##### Text passage #####
Monthly Archives: August 2008

Unsophisticated Olympic Coverage

I have been remiss in my work on Weordan and in posting on this blog in large part due to watching the Olympics too much and at the times that I’m usually the most productive. I have seen the technical analysis done by NBC fail in two different situations which indicate a lack of technical aptitude. To a large degree, it reinforces the notion that while experience is respected, many people get a free ride based upon experience rather than real ability.

The most recent failure that I’ve noticed occurred during the Phelps 100m butterfly win. The people at NBC just stated that Phelps must have won by a fingernail. The fact is that the sensor in the pool is touch activated and can’t be sensitive enough to be triggered by a fingernail touch. Otherwise, water sloshing up against it would set off a false positive. It has to have a significant lack of sensitivity. Cavic might have touched first, but he didn’t touch hard enough to trigger the sensor. Because the sensors are there, the definition of finishing is touching the wall hard enough to trigger it.
##### Data shown #####
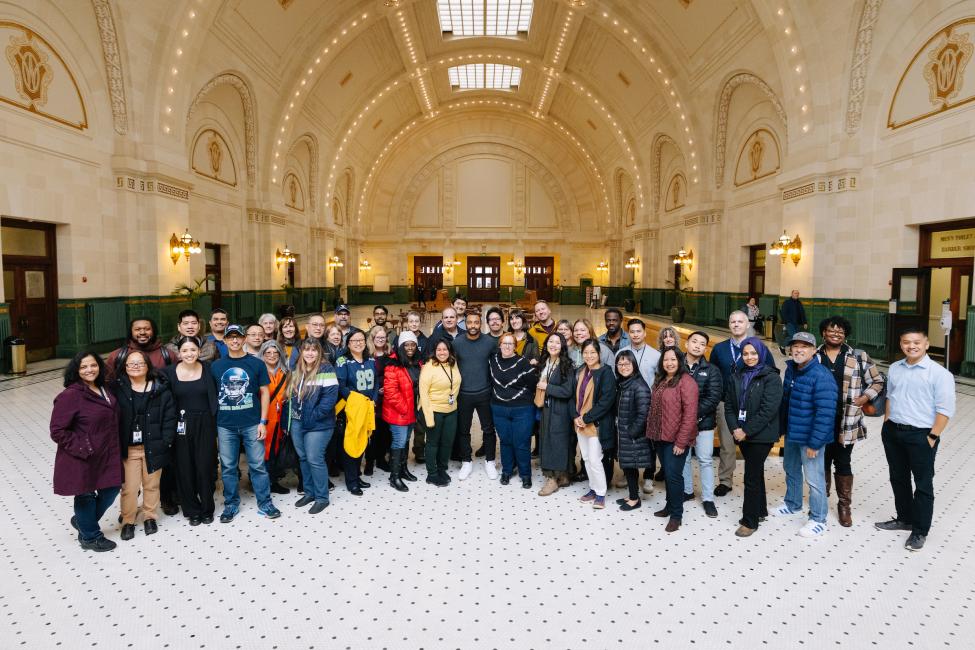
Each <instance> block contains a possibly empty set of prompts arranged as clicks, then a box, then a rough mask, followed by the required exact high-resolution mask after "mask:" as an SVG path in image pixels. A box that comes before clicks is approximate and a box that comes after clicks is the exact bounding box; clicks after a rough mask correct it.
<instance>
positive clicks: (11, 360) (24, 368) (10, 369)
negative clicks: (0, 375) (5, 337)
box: [3, 336, 27, 375]
mask: <svg viewBox="0 0 975 650" xmlns="http://www.w3.org/2000/svg"><path fill="white" fill-rule="evenodd" d="M3 372H4V374H7V375H23V374H25V373H26V372H27V344H26V343H25V342H24V339H19V338H17V337H15V336H8V337H7V338H5V339H4V340H3Z"/></svg>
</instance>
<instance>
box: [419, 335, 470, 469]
mask: <svg viewBox="0 0 975 650" xmlns="http://www.w3.org/2000/svg"><path fill="white" fill-rule="evenodd" d="M459 391H460V370H459V369H458V368H457V360H456V359H455V358H454V350H453V347H452V346H451V345H450V343H449V342H448V341H445V340H440V341H438V342H437V345H436V346H435V347H434V349H433V352H432V354H431V356H430V361H429V362H428V363H425V364H423V368H422V369H421V370H420V410H421V411H423V419H424V422H425V424H426V425H427V445H426V453H425V456H426V459H427V483H431V484H433V485H436V486H437V487H444V486H445V485H447V484H448V483H450V476H448V475H447V461H448V460H450V450H451V448H452V447H453V445H454V434H455V433H456V432H457V395H458V393H459Z"/></svg>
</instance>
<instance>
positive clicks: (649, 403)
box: [616, 372, 653, 469]
mask: <svg viewBox="0 0 975 650" xmlns="http://www.w3.org/2000/svg"><path fill="white" fill-rule="evenodd" d="M649 411H650V387H649V386H647V382H646V380H645V379H644V378H643V376H642V375H640V373H639V372H636V373H634V374H633V375H631V376H629V377H627V378H626V379H624V380H623V381H621V382H619V384H618V385H617V388H616V431H617V434H618V440H619V444H618V446H617V457H618V458H619V462H620V469H638V468H640V467H650V465H651V464H652V462H653V460H652V457H653V452H652V451H651V449H650V439H649V438H647V434H646V428H647V413H648V412H649Z"/></svg>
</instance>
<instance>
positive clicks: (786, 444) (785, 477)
mask: <svg viewBox="0 0 975 650" xmlns="http://www.w3.org/2000/svg"><path fill="white" fill-rule="evenodd" d="M789 346H790V350H789V352H790V354H791V356H792V359H791V360H789V361H787V362H786V370H785V380H784V381H783V386H782V406H781V408H780V409H779V417H780V421H781V429H780V430H781V431H785V432H786V434H785V460H784V462H783V465H784V466H785V485H786V489H785V503H783V504H782V505H781V506H779V507H778V508H777V509H776V510H775V514H776V515H779V516H786V517H788V516H792V515H800V514H802V481H803V477H805V480H806V484H807V485H808V486H809V520H808V521H807V522H806V524H805V526H803V527H802V529H801V530H800V531H799V534H800V535H802V536H803V537H819V536H820V535H822V534H824V533H825V532H826V513H827V511H828V505H827V501H826V478H825V474H824V473H823V454H824V450H825V448H826V445H827V444H828V443H829V442H832V440H833V425H834V419H835V417H836V400H837V388H836V380H835V379H833V375H832V374H831V373H830V372H829V370H827V369H826V368H825V366H823V365H822V364H820V363H819V359H818V358H817V357H816V337H815V336H813V335H812V334H810V333H809V332H797V333H796V334H794V335H793V336H792V339H790V340H789Z"/></svg>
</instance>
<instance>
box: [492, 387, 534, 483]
mask: <svg viewBox="0 0 975 650" xmlns="http://www.w3.org/2000/svg"><path fill="white" fill-rule="evenodd" d="M491 415H492V416H493V418H494V430H495V431H497V433H498V438H500V439H501V473H502V474H509V475H510V474H511V472H512V470H513V469H514V465H515V462H516V461H517V463H518V475H519V476H520V477H521V478H522V479H526V478H531V475H532V451H531V445H532V425H533V424H534V423H535V407H534V406H532V405H528V406H505V405H503V404H491Z"/></svg>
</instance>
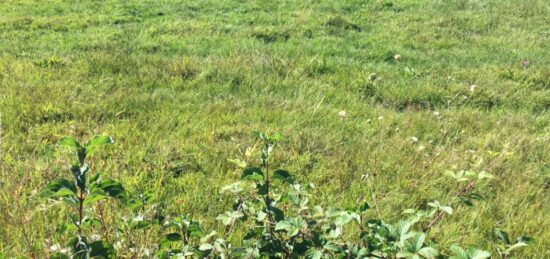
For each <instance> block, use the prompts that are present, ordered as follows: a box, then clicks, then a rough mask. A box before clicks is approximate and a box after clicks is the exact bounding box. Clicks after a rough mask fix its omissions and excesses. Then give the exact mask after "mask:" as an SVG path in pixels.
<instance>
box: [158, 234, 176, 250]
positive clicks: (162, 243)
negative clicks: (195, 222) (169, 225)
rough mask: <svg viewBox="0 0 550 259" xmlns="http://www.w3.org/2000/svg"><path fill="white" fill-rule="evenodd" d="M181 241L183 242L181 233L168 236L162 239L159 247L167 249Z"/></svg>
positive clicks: (165, 235)
mask: <svg viewBox="0 0 550 259" xmlns="http://www.w3.org/2000/svg"><path fill="white" fill-rule="evenodd" d="M181 240H182V239H181V235H180V234H179V233H170V234H166V235H164V236H163V237H162V238H161V239H160V241H159V246H160V247H167V246H169V245H170V244H172V243H173V242H179V241H181Z"/></svg>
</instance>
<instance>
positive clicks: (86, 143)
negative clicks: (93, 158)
mask: <svg viewBox="0 0 550 259" xmlns="http://www.w3.org/2000/svg"><path fill="white" fill-rule="evenodd" d="M113 143H115V142H114V140H113V138H111V137H109V136H95V137H93V138H92V139H90V141H88V142H87V143H86V145H84V147H85V148H86V153H87V154H88V155H90V156H91V155H92V154H94V153H95V152H96V151H97V150H98V148H99V147H101V146H103V145H109V144H113Z"/></svg>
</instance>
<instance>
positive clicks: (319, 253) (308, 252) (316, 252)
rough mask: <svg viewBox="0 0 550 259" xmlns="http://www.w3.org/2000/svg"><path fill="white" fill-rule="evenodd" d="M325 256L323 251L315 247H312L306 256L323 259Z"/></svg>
mask: <svg viewBox="0 0 550 259" xmlns="http://www.w3.org/2000/svg"><path fill="white" fill-rule="evenodd" d="M322 257H323V251H322V250H319V249H315V248H310V249H309V250H307V251H306V258H308V259H321V258H322Z"/></svg>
#####
What is expected —
According to the blog post on Olympic coverage, what counts as finishing a race in the pool?

Solution for this problem —
Touching the wall hard enough to trigger the sensor.